======== Document section ========

Roadmap

Published

April 21, 2026

Where the project is pointed.

Near-term — close the expression-objective story

Re-run the visualisation pipeline on the latent \(\boldsymbol{\alpha}\) to produce the cell-type DE distance boxplot for the latent objective — the mirror-image plot needed to finish post 5.
Diagnose feature recruitment. The expression objective recruits ~5× more features (77 vs 16). Is that real dimensionality, or weak-feature overshoot? Current hypothesis: the L1 ratio correction over-recruits for small-effect DE genes. Plan: (a) ablate the top-\(n\) DEG cap, (b) check whether the extra features are individually above or below their own activation noise floor, (c) compare alpha sparsity across \(\lambda\).
Scale the SAE. Move from the current x8 (k=32) to a 16× overcomplete, k=32 SAE to reduce feature entanglement. Memory note: entanglement may only affect the long tail of weak DEGs — core CD4/CD8 identity features already look clean.

========

#### [Questions to answer]
1/ In the roadmap, what SAE configuration is the project planning to move to?
2/ Write the next part of the roadmap, starting after its last sentence.
The listing after this has no connection to the roadmap.

======== Excerpted records ========

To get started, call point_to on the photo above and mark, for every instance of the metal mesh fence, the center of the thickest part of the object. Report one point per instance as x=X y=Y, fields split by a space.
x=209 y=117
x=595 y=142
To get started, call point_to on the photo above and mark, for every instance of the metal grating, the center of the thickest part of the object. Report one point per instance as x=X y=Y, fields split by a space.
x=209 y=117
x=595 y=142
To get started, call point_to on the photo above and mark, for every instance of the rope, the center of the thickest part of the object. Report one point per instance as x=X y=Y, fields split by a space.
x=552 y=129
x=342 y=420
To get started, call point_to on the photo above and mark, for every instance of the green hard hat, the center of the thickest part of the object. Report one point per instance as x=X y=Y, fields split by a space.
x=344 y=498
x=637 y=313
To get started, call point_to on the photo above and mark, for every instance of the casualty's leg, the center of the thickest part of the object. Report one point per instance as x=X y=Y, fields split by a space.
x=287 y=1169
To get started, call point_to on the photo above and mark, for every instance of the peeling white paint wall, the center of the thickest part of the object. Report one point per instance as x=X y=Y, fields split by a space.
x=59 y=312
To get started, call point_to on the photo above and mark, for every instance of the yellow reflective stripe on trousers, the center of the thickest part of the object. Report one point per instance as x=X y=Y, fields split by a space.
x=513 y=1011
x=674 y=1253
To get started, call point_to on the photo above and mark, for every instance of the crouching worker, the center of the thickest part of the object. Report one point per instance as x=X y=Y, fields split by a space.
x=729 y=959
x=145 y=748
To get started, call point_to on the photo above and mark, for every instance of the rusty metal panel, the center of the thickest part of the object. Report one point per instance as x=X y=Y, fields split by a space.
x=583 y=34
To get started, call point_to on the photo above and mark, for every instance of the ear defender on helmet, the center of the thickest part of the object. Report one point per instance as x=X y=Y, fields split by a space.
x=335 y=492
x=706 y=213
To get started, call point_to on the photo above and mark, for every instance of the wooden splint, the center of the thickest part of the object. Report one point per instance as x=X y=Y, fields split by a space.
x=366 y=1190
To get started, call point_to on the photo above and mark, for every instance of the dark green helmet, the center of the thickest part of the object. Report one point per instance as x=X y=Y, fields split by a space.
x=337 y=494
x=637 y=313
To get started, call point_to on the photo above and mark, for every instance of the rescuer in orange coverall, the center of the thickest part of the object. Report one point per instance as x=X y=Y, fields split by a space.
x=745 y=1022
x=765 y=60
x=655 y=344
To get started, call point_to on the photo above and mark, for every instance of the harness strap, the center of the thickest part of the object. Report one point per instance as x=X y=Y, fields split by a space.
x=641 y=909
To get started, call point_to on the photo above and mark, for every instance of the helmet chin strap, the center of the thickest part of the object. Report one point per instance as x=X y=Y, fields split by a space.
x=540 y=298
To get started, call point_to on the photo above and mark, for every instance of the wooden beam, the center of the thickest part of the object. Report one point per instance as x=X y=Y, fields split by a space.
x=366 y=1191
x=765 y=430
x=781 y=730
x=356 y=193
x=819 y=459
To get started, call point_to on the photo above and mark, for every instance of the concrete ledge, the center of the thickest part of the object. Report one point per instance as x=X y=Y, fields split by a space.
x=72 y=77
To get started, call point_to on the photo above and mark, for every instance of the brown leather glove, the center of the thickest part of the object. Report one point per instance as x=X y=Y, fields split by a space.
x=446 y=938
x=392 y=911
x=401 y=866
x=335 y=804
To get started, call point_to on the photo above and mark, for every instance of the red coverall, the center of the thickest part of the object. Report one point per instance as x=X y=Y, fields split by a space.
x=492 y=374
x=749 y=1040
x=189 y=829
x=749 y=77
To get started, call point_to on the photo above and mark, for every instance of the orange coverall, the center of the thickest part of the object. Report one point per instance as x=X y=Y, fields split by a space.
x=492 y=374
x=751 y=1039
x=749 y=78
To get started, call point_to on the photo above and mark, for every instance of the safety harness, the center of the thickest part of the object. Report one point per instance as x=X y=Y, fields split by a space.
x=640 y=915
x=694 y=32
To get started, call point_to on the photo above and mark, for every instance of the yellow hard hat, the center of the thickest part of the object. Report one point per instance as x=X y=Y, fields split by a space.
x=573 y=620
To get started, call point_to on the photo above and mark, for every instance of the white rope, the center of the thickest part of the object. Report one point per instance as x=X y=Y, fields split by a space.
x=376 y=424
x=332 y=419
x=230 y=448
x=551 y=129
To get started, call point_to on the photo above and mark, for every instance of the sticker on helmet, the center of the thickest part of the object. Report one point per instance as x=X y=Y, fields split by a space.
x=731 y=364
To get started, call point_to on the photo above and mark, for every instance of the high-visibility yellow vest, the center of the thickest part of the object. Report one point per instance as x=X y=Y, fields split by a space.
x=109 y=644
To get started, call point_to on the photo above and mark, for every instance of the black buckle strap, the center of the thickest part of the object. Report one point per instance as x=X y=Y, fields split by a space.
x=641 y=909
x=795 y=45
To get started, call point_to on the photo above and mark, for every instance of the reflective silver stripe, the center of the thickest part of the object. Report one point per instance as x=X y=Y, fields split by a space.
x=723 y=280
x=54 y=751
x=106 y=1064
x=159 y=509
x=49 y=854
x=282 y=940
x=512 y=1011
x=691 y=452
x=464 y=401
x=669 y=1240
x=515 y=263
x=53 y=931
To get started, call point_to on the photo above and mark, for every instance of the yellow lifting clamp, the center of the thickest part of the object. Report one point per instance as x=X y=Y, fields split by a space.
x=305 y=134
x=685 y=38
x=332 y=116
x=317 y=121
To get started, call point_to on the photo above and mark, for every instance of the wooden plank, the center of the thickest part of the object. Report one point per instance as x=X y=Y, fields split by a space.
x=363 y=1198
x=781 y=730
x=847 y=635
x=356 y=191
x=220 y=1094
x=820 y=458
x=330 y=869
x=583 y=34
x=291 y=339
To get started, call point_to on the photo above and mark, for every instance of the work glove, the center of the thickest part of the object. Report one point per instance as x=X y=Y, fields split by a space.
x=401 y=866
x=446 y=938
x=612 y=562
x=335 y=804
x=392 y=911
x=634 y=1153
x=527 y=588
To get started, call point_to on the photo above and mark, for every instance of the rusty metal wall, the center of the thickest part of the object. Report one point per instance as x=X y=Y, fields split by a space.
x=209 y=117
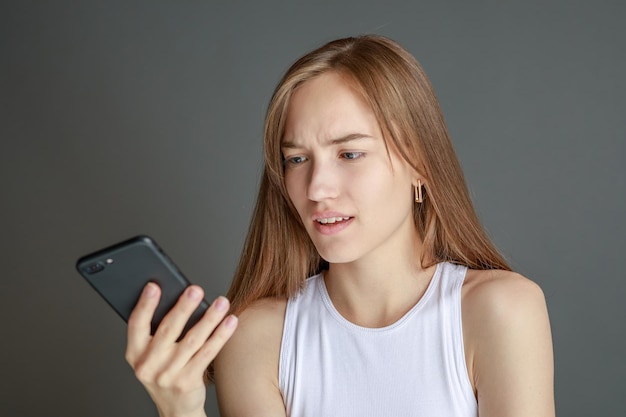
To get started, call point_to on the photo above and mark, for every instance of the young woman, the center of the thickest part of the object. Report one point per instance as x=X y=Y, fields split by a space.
x=409 y=309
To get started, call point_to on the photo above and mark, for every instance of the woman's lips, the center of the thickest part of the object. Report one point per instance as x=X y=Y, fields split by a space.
x=331 y=224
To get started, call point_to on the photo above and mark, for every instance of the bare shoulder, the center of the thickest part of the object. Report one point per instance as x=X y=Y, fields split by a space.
x=497 y=291
x=247 y=366
x=508 y=344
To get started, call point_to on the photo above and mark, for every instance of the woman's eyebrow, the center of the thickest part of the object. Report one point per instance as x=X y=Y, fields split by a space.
x=288 y=144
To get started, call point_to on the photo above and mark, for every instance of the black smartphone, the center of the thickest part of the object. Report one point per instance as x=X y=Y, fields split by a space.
x=120 y=272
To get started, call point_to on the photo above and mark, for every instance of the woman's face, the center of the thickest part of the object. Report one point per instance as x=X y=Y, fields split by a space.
x=354 y=197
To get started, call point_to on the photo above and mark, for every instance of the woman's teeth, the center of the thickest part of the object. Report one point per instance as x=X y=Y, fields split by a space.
x=331 y=220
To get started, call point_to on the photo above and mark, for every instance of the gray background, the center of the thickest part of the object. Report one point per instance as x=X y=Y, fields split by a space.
x=119 y=118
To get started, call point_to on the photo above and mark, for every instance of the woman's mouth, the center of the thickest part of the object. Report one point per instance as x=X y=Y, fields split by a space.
x=331 y=220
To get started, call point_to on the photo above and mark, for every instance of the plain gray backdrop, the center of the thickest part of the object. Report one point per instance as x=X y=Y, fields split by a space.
x=122 y=117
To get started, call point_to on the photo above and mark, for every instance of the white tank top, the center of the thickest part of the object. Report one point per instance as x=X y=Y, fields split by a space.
x=414 y=367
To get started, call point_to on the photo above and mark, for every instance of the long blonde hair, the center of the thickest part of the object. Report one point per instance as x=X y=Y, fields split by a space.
x=278 y=254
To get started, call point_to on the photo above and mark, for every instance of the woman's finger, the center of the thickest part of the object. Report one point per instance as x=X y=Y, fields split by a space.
x=174 y=322
x=209 y=350
x=199 y=333
x=139 y=321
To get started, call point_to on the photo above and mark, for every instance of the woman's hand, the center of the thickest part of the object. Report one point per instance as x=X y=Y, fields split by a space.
x=173 y=372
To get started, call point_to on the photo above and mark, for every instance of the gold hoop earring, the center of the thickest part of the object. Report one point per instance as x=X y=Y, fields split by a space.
x=418 y=192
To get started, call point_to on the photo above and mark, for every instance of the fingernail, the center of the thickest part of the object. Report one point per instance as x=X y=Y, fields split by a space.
x=193 y=293
x=230 y=321
x=221 y=304
x=150 y=290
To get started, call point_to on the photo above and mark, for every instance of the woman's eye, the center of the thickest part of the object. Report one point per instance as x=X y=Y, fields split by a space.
x=294 y=160
x=351 y=155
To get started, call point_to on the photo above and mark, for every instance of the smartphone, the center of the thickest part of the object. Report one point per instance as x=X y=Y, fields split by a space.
x=120 y=272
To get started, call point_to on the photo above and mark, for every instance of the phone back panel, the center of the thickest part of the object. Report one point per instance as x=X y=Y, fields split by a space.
x=120 y=272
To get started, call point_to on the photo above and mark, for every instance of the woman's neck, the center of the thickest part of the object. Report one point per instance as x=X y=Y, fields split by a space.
x=377 y=292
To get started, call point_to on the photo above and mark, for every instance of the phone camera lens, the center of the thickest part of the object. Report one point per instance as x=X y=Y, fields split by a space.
x=93 y=268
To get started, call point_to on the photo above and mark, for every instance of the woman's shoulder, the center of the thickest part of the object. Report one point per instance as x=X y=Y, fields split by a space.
x=248 y=364
x=493 y=292
x=507 y=338
x=261 y=323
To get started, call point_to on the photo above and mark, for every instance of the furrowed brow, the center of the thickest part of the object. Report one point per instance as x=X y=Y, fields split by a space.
x=288 y=144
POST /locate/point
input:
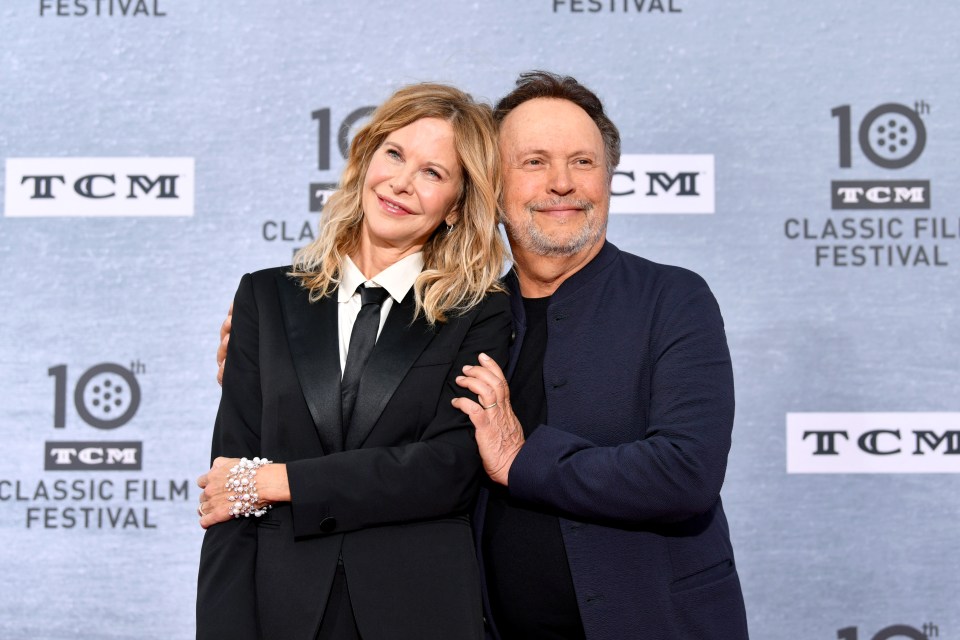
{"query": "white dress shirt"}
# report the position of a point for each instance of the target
(397, 279)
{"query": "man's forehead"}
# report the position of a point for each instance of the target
(547, 123)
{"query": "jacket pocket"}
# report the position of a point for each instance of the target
(708, 576)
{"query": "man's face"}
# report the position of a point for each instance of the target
(556, 194)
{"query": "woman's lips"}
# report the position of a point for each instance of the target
(392, 207)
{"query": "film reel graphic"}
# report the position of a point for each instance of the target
(106, 396)
(892, 136)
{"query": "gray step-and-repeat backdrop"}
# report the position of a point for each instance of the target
(801, 156)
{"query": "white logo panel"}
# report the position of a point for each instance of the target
(111, 187)
(873, 442)
(663, 184)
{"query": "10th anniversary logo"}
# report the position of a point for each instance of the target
(904, 233)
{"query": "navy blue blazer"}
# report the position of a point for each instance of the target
(640, 405)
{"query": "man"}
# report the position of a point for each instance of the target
(607, 448)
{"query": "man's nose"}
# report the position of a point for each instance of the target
(561, 181)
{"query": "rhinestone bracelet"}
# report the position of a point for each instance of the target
(242, 483)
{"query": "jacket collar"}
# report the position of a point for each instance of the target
(313, 341)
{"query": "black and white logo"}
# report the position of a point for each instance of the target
(890, 136)
(110, 187)
(106, 396)
(646, 183)
(925, 442)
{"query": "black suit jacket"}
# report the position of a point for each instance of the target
(391, 501)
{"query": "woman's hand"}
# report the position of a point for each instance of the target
(499, 434)
(215, 503)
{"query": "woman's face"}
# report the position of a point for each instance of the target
(411, 186)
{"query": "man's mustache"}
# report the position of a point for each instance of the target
(565, 203)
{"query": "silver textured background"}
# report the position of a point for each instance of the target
(233, 84)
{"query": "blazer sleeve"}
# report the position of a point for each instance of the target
(676, 469)
(226, 598)
(435, 476)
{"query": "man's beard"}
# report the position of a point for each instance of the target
(533, 239)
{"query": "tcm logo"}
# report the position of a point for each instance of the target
(873, 443)
(89, 456)
(663, 184)
(106, 397)
(890, 136)
(46, 187)
(892, 194)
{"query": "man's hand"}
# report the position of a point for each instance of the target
(222, 349)
(214, 505)
(499, 434)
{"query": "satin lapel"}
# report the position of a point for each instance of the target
(397, 348)
(312, 337)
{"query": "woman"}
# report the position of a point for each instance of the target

========

#### [Task-by-task outputs]
1/ A 16× overcomplete SAE with k=32.

2/
Medium-term — beyond PBMC3K

Multi-tissue atlas. PBMC is clean but homogeneous. Train SAEs on a larger, more heterogeneous atlas to see whether features generalise, or whether we get tissue-specific dictionaries that require per-tissue SAEs.
Multi-layer circuits. Right now everything happens on layer 12. A proper mechanistic story needs to trace features across layers: what does layer-9 activity feed into layer-12 features, and how is layer-15 driving the head? (Think transformer-circuits style work.)

Longer-term — interpretable perturbation prediction

The end goal, and the concrete template from the paper: MLP adapters on perturbation datasets. Train a small adapter that maps a target cell state (e.g., an observed post-perturbation transcriptome from Perturb-seq) to a sparse feature-steering vector \(\boldsymbol{\alpha}\) that, when injected into AIDO.Cell, reconstructs that state. If it works, you get interpretable perturbation prediction: each prediction comes with the feature recipe that produced it, and the recipe is inspectable as GO programs.

Given a desired phenotypic change (e.g. “make this cell more cytotoxic”), the adapter gives you a sparse feature recipe; the features’ GO annotations tell you what biology was recruited; and the recipe can in principle be back- translated to gene-level perturbations. Two things have to hold for this to work:

Feature-level steering must give coherent expression outputs — this post 5 is investigating.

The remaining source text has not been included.